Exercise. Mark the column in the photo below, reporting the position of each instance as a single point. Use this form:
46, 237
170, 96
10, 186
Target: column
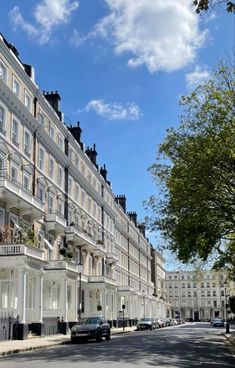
103, 301
21, 295
64, 299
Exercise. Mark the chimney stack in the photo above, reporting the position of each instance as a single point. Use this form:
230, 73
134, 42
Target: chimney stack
92, 154
121, 200
76, 131
54, 98
133, 217
103, 172
142, 229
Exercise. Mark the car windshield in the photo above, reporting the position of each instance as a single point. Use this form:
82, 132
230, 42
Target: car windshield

● **To do**
Starting at the line that contains "Exercise. Mark the chimney", copy each line exactly through the end of the listing above. Include that first line and the last one, and add nothing.

● **Solution for this problem**
Exercise. Mark the chimney stack in the photo above, reporting the position of each instance as a single point. Use this form:
230, 73
134, 42
Target: chimney stack
92, 154
121, 200
76, 131
54, 98
133, 217
103, 172
142, 229
Exercise. Mark the car windshield in the photo above, reporting the position of each instance as a single point. Use this form:
82, 132
230, 42
Target: car windshield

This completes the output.